TEXT PASSAGE:
Corner Café

November 22, 2008

Kek Batik / Marie Fudge Cake

Filed under: Cakes & Cupcakes,Kuih-Muih — SeaDragon @ 12:00 am
Tags: , , , ,
kek_batik11a

kek_batik11

I have to admit that I have never tasted this cake before even though I’m from Sarawak. Together with Kek Belacan, these cakes seem to have sprung up and became very popular around the mid/late nineties in Sarawak just after I have left the country. So although I kept hearing the names of these cakes mentioned to me, I have not got the opportunity to taste them.

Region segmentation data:

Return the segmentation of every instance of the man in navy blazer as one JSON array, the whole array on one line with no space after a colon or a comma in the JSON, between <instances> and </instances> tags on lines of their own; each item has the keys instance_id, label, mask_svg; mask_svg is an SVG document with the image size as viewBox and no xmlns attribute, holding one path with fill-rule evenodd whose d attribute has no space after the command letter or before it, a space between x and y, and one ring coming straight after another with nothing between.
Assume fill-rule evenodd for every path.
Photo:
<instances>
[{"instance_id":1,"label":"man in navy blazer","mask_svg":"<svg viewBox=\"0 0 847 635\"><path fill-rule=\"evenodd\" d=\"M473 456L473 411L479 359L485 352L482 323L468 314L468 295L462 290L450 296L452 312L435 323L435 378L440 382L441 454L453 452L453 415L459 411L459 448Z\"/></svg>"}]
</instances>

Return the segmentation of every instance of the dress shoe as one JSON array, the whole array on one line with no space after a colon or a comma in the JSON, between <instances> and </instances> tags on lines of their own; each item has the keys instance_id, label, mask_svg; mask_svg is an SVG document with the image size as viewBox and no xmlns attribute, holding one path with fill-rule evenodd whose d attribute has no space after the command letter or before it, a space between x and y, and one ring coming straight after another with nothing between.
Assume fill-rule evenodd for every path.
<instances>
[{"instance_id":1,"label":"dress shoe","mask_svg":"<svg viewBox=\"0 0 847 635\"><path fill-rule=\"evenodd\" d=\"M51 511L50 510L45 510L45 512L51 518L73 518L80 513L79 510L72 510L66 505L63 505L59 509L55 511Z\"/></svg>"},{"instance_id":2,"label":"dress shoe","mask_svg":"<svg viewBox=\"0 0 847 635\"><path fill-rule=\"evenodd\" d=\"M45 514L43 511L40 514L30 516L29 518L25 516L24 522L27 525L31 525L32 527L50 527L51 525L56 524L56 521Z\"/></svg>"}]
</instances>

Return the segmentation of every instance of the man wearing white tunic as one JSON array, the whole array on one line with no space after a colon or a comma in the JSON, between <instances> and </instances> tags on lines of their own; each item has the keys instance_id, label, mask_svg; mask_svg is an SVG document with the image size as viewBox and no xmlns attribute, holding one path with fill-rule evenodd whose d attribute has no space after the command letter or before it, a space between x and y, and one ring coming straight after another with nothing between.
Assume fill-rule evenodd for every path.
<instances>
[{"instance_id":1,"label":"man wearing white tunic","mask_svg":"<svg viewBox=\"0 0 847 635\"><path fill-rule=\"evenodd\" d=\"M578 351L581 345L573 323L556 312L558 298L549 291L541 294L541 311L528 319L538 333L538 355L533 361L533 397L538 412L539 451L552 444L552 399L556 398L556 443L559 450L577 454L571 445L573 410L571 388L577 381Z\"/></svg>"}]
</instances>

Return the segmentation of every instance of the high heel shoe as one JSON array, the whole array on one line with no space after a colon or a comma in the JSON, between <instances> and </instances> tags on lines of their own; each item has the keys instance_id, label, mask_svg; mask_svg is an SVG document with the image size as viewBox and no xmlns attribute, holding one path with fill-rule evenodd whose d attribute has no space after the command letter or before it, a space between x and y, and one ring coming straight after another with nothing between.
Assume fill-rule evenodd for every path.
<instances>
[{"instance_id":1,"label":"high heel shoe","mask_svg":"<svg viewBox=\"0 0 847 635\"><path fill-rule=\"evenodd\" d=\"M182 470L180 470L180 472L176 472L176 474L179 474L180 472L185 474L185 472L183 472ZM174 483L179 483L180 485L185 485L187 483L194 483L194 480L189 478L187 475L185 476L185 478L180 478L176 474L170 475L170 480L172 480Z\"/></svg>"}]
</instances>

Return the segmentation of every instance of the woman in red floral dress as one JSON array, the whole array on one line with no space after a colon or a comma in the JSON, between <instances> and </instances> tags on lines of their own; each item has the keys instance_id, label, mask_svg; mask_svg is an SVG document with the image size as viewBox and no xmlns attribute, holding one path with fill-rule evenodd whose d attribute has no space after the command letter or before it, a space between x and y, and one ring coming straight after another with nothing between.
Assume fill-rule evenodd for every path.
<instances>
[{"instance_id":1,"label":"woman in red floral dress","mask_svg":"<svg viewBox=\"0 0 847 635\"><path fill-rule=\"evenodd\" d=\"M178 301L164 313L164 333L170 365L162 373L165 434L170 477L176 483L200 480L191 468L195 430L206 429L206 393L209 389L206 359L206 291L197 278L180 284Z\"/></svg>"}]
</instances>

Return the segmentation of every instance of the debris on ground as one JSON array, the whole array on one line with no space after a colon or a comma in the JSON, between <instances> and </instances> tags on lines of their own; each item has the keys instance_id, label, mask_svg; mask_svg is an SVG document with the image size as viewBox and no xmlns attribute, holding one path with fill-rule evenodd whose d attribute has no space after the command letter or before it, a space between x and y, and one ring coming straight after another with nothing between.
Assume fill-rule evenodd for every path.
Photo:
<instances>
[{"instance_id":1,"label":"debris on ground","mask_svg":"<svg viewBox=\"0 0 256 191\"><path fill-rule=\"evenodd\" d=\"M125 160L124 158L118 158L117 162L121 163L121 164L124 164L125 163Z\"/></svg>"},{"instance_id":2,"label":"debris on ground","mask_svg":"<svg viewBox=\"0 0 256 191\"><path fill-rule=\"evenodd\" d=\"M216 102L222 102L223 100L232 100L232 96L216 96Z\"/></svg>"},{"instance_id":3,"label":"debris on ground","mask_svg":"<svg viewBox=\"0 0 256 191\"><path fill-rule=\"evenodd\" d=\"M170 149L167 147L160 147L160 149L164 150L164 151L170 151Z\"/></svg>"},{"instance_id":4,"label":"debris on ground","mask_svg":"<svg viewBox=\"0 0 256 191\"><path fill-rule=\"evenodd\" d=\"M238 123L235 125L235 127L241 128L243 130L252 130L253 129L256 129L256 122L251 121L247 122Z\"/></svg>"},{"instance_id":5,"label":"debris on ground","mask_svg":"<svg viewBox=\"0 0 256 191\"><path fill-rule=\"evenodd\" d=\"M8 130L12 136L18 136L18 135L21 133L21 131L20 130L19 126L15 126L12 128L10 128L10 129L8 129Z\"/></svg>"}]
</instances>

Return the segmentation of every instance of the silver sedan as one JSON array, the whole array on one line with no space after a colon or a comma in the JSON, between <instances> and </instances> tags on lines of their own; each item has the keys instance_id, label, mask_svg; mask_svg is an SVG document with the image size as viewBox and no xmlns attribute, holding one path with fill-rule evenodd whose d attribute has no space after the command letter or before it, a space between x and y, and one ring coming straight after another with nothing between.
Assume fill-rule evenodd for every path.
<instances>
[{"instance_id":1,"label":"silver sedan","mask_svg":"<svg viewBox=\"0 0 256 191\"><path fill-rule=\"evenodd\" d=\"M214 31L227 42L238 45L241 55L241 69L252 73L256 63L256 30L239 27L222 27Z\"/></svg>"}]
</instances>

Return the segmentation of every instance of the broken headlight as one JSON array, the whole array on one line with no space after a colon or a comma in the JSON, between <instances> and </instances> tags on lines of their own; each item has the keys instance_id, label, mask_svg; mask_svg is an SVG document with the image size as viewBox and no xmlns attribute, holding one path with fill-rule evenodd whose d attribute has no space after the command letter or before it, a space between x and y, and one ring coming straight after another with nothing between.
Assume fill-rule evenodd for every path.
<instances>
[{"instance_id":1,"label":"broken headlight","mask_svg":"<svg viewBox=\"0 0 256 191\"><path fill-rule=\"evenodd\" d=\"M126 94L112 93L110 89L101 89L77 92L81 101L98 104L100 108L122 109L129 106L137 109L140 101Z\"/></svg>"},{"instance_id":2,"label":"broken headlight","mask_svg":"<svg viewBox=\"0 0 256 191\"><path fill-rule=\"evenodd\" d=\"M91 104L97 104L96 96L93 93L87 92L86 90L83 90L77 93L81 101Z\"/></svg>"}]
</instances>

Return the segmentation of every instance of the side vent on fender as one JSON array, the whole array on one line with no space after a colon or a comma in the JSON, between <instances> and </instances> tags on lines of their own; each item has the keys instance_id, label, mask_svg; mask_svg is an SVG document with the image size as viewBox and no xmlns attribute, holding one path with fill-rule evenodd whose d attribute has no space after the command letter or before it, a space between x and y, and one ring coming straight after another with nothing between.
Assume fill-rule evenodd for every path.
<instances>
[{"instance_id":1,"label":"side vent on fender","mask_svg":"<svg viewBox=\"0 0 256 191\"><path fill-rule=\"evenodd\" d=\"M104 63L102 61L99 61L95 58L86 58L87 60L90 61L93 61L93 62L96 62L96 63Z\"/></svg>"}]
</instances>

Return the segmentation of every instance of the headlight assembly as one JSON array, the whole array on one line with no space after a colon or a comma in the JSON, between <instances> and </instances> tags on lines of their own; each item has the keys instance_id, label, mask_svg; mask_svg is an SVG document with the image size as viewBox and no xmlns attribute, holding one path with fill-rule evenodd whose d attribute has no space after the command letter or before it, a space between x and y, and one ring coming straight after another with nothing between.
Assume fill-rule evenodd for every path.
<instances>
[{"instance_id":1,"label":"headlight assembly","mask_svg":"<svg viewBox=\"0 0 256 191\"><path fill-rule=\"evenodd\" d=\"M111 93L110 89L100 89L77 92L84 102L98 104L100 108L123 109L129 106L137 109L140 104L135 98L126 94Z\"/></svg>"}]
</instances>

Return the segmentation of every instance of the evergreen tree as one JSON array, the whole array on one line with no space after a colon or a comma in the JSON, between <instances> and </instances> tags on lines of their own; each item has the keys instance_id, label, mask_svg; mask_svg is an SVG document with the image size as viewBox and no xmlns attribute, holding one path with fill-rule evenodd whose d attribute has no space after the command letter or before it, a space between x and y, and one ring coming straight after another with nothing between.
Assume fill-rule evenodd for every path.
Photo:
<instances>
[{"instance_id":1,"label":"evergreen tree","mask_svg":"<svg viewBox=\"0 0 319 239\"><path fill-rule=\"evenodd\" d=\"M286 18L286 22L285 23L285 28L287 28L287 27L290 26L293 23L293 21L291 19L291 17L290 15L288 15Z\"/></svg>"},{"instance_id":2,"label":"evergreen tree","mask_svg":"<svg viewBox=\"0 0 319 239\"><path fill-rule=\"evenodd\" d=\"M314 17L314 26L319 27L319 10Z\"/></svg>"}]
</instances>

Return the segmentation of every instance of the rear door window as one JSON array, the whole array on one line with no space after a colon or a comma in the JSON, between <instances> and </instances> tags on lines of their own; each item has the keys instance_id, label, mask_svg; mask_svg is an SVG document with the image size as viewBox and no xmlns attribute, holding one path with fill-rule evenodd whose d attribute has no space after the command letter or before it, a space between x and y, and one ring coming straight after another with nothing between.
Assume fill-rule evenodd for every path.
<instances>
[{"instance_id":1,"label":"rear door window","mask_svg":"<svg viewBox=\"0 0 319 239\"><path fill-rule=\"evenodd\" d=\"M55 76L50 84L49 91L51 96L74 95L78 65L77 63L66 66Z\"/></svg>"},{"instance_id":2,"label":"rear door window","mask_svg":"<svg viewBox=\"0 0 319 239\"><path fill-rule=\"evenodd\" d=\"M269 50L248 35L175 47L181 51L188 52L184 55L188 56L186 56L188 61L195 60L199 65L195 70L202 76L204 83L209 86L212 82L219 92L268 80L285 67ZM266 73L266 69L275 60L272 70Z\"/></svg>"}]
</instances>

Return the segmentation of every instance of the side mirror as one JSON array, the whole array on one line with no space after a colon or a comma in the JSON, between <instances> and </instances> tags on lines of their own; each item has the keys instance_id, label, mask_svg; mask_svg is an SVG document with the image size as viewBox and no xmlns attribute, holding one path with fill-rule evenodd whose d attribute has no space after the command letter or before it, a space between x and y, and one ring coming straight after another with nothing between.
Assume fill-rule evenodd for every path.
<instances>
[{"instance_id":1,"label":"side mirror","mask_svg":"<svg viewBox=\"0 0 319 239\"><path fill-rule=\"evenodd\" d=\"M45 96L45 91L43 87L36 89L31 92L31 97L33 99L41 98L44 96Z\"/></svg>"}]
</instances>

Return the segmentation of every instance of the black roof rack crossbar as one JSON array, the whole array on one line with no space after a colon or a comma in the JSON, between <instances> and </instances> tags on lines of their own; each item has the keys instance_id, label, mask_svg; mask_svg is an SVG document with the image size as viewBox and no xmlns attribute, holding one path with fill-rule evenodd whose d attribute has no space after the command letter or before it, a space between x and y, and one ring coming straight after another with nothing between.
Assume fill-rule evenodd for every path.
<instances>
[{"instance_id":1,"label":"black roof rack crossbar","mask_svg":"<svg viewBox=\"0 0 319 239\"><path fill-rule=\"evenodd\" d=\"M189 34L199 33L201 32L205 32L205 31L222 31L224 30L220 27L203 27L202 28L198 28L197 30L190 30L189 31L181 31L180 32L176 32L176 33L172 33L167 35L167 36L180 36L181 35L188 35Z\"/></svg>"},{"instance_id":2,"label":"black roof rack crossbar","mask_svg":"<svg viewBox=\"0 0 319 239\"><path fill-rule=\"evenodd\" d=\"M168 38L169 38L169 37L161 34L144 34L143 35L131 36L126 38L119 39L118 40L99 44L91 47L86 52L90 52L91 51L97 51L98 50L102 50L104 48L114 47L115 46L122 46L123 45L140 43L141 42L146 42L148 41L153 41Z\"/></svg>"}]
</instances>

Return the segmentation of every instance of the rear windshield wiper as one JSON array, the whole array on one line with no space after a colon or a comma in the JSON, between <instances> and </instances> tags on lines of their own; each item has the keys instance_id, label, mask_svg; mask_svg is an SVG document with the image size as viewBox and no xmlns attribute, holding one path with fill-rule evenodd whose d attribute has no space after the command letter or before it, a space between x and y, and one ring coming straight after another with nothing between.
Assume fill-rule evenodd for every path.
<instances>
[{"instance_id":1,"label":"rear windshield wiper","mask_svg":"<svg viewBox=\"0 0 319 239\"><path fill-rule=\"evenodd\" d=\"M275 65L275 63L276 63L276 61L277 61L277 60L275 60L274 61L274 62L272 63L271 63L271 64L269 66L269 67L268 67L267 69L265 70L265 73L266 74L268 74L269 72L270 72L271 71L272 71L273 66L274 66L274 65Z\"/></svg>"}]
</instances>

INSTRUCTIONS:
1) Copy the stretch of the blog post about Kek Batik from "November 22, 2008" through "to taste them.", substituting "Borneo" for every "Sarawak".
2) Find every line of the listing that contains the string "door", and copy each of those lines.

ANSWER SET:
1)
November 22, 2008

Kek Batik / Marie Fudge Cake

Filed under: Cakes & Cupcakes,Kuih-Muih — SeaDragon @ 12:00 am
Tags: , , , ,
kek_batik11a

kek_batik11

I have to admit that I have never tasted this cake before even though I’m from Borneo. Together with Kek Belacan, these cakes seem to have sprung up and became very popular around the mid/late nineties in Borneo just after I have left the country. So although I kept hearing the names of these cakes mentioned to me, I have not got the opportunity to taste them.

2)
Return the segmentation of every instance of the rear door window as one JSON array, the whole array on one line with no space after a colon or a comma in the JSON, between <instances> and </instances> tags on lines of their own; each item has the keys instance_id, label, mask_svg; mask_svg is an SVG document with the image size as viewBox and no xmlns attribute, holding one path with fill-rule evenodd whose d attribute has no space after the command letter or before it, a space between x and y, and one ring coming straight after another with nothing between.
[{"instance_id":1,"label":"rear door window","mask_svg":"<svg viewBox=\"0 0 319 239\"><path fill-rule=\"evenodd\" d=\"M55 76L50 84L49 91L51 96L74 95L78 65L77 63L66 66Z\"/></svg>"},{"instance_id":2,"label":"rear door window","mask_svg":"<svg viewBox=\"0 0 319 239\"><path fill-rule=\"evenodd\" d=\"M269 50L248 35L175 47L181 51L188 52L184 55L188 56L186 56L188 61L195 60L199 65L195 70L202 76L204 83L209 86L212 82L219 92L268 80L285 67ZM266 73L266 69L275 60L272 70Z\"/></svg>"}]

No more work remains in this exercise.